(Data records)
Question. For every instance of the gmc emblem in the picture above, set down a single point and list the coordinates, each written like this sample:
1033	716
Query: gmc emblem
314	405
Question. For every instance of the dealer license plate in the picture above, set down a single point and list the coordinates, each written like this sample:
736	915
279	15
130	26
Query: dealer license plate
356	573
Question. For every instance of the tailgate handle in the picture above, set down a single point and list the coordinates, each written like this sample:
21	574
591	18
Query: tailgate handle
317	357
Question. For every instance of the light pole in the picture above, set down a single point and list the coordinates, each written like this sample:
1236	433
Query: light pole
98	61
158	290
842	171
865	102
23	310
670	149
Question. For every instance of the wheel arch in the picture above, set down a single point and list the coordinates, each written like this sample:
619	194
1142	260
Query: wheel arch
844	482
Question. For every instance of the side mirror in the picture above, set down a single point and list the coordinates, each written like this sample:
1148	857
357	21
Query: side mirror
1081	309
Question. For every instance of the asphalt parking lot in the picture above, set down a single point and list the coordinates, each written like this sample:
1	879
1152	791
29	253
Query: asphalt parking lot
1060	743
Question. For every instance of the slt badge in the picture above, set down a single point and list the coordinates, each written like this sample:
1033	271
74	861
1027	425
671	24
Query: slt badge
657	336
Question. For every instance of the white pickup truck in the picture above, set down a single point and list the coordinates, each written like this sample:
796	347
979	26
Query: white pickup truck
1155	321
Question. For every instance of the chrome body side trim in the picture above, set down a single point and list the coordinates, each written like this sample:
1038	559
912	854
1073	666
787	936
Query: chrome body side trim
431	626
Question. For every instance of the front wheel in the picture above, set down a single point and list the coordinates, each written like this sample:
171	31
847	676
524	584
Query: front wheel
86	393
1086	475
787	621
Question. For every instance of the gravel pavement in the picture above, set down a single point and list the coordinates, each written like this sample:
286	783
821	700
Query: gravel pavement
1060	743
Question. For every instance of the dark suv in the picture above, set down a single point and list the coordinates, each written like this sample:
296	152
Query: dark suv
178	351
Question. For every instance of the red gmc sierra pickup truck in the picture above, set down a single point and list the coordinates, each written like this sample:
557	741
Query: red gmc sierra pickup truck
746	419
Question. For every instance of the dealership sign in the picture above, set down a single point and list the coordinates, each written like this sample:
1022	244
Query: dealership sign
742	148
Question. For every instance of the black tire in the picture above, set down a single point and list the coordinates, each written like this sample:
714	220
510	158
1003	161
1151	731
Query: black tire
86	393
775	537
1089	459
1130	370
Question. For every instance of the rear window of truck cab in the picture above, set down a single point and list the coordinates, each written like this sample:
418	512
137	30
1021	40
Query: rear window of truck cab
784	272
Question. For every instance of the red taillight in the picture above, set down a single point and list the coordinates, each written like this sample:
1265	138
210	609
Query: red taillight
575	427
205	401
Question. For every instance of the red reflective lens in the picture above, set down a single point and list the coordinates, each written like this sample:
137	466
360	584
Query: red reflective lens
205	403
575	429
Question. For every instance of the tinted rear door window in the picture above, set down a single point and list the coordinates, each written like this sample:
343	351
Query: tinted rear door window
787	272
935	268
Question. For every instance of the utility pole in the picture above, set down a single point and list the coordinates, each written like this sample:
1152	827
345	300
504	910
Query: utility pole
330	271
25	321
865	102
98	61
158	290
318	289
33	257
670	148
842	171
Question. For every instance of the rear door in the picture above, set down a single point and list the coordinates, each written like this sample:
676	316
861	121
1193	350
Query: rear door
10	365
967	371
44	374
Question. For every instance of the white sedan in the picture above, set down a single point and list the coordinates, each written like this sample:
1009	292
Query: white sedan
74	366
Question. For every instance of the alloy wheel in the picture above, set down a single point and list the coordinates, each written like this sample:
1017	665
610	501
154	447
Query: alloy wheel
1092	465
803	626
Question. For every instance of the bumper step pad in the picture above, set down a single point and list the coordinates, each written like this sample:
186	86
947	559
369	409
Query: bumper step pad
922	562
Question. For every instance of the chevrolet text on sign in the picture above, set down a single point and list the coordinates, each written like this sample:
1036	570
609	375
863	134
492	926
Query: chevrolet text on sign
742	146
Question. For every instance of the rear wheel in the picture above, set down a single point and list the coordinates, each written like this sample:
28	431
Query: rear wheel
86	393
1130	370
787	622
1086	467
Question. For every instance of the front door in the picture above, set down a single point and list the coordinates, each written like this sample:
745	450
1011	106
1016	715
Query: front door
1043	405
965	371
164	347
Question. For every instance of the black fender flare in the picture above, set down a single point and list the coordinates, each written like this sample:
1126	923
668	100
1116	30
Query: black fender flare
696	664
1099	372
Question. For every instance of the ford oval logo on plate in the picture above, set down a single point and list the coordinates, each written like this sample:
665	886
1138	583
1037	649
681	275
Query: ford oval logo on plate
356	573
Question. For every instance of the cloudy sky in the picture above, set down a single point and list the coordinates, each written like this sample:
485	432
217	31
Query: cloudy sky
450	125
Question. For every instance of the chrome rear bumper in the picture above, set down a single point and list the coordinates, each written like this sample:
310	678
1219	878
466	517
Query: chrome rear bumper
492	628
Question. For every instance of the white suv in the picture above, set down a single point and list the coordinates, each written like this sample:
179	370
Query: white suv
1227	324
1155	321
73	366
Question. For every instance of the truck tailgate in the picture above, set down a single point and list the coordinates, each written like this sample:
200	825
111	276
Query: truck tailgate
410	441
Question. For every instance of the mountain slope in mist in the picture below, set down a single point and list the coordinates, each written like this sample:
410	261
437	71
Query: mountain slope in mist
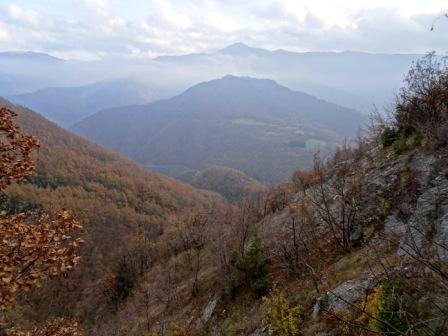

◆ Your assignment: Repeat the entries exactly. Any picture is to be left out.

◆ Reply:
Question. For every instance of the gmc emblem in the picture above, set down a single point and list the coordinates, each written like this sample:
1033	716
Query: gmc emblem
314	405
Question. For every instance of the dealer license plate in the picture above, set down a single point and list the coordinates, each written like this sample:
736	915
279	15
130	26
Query: dealer license plate
356	573
Question. For every instance of the tailgate handle in the picture above, set down a single point and list the coordinates, each written like this sample:
21	574
591	18
Query: tailgate handle
317	357
Question. For every instance of the light pole in the picture above, set down a single point and list the coordinates, each written like this sample:
1236	433
Query: light pole
98	61
158	290
842	171
865	102
23	310
670	149
Question. For every instance of the wheel arch in the picture above, set down a single point and list the coordinates, each written like this sample:
619	194
1142	260
Query: wheel arch
844	482
Question. For every instance of the side mirror in the picture above, set down a single point and list the coordinates, each written like this sample:
1148	857
357	21
Query: side mirror
1081	309
Question. For every instance of the asphalt parking lot in the picture above, set down a single point and list the coordinates, each written like this sample:
1	879
1152	791
29	253
Query: asphalt parking lot
1060	743
Question. For every instance of the slt badge in the picture above, set down a single point and list the coordinates, each written like this sample:
1033	271
74	861
1027	425
671	24
Query: slt badge
657	336
Question. For every instance of the white pickup truck in the picture above, set down a single point and list the coordinates, each written like this sample:
796	347
979	26
Query: white pickup truck
1155	321
Question. For every instance of the chrome body side trim in the picture above, set down a single point and list the coordinates, each written like this sample:
1038	559
912	854
1073	666
787	936
Query: chrome body side trim
431	626
Question. For every instance of the front wheel in the picture above, set down a single point and list the coordinates, each written like this sample:
171	31
847	676
524	584
Query: front wheel
86	393
1086	475
787	621
Question. For every instance of the gravel pavement in the picture above, set down a single point and list the coordinates, each written like this sample:
286	783
821	700
Query: gravel pavement
1060	743
Question. For every instance of the dark suv in the picture above, set down a single point and list the coordinates, each written like this sample:
296	152
Query: dark suv
178	351
Question. For every instance of the red gmc sierra pickup truck in the picture above, set down a single point and list the coordinates, each written like this sample:
557	741
Query: red gmc sierra pickup truck
746	419
Question. For every instance of the dealership sign in the picture above, set down a single point and list the coordinates, each written like this sample:
1022	244
Query: dealership sign
742	148
Question. For every instance of the black tire in the picture above, set down a single point and list the coordinates, each written like this sample:
714	220
510	158
1003	161
1151	731
Query: black tire
86	393
775	537
1089	459
1130	370
Question. For every instance of the rear window of truck cab in the picture above, set down a single point and list the coordinates, each written like this sample:
418	512
137	30
1021	40
Query: rear window of truck cab
784	272
Question. For every instance of the red taillight in the picture above, set down a single point and list the coordinates, each written like this sample:
1265	138
210	609
Query: red taillight
575	427
205	401
Question. For every instance of the red reflective lens in the picture above, set down a single point and list the coordinates, each written like this sample:
137	466
360	584
Query: red reflective lens
205	403
575	429
Question. For every instance of the tinted rear door window in the picture above, set down a single point and list the coordinates, each written like this sample:
343	351
Query: tinted rear door window
787	272
935	268
Question. For every instance of the utility pole in the picture above, set down a single point and list the coordinates, each written like this sample:
1152	827
345	300
504	910
Query: utility pole
330	271
25	321
865	102
98	61
158	290
318	289
33	257
670	148
842	171
Question. For every instance of the rear door in the picture above, set down a single point and list the coordinates, each written like this sample:
676	316
861	121
1193	350
Query: rear door
10	365
967	371
44	374
Question. For every instance of the white sedan in the picture above, set down a single point and list the coordinates, each written like this sample:
1009	292
Query: white sedan
74	366
Question. For every instance of the alloy wheel in the picture above, set down a single point and list the coordinates, each written like this sample:
1017	665
610	501
154	447
Query: alloy wheel
1092	465
803	626
Question. For every instance of the bumper step pad in the picture above, set down a single point and list the coordinates, each written like this sample:
186	86
947	559
369	409
Query: bumper step pad
922	562
Question. For every instance of the chevrolet text on sign in the picture above, set down a single point and list the coordinates, each written like this sample:
1036	570
609	375
863	134
492	926
Query: chevrolet text on sign
742	146
Question. For every instance of the rear wheel in the picture above, set down a single point and list the coordinates, each written like this sample:
28	431
Query: rear wheel
86	393
1130	370
787	622
1086	467
Question. For every instance of the front door in the picture above, set down a single point and list the coordinates, each written like this sample:
745	450
1011	106
1016	715
Query: front door
1043	405
965	371
164	347
Question. For every instance of the black fender flare in the picture above, set down a single point and list the coordinates, each written like this sample:
1126	923
668	100
1116	30
Query: black fender flare
696	664
1099	372
Question. For every instance of the ford oval logo on plate in the picture above, set down a single point and list the coordinates, each written like this sample:
665	886
1138	583
1037	649
681	275
Query: ford oval logo on plate
356	573
Question. For every instance of the cloudy sky in the picture above, set down a single point and list the coordinates, each written like this sample:
485	432
217	31
Query: cloudy sky
450	125
Question. For every instance of the chrome rear bumper in the picture above, set down a single point and list the coordinates, each written like this sample:
310	678
1219	878
466	517
Query: chrome rear bumper
492	628
Question. For every instance of the white suv in the picture above, set down a single point and list the coordinates, each written like this sample:
179	370
Query: white suv
1227	324
1155	321
73	366
Question. For every instance of the truck tailgate in the picture above, set down a single point and list the coordinates, each written like this sample:
200	825
111	276
Query: truck tailgate
410	441
Question. For every instance of the mountain slope in mist in the picture below, set down a single point and list the coordinates, each written like this sample:
410	261
437	71
Query: mountain slope in mist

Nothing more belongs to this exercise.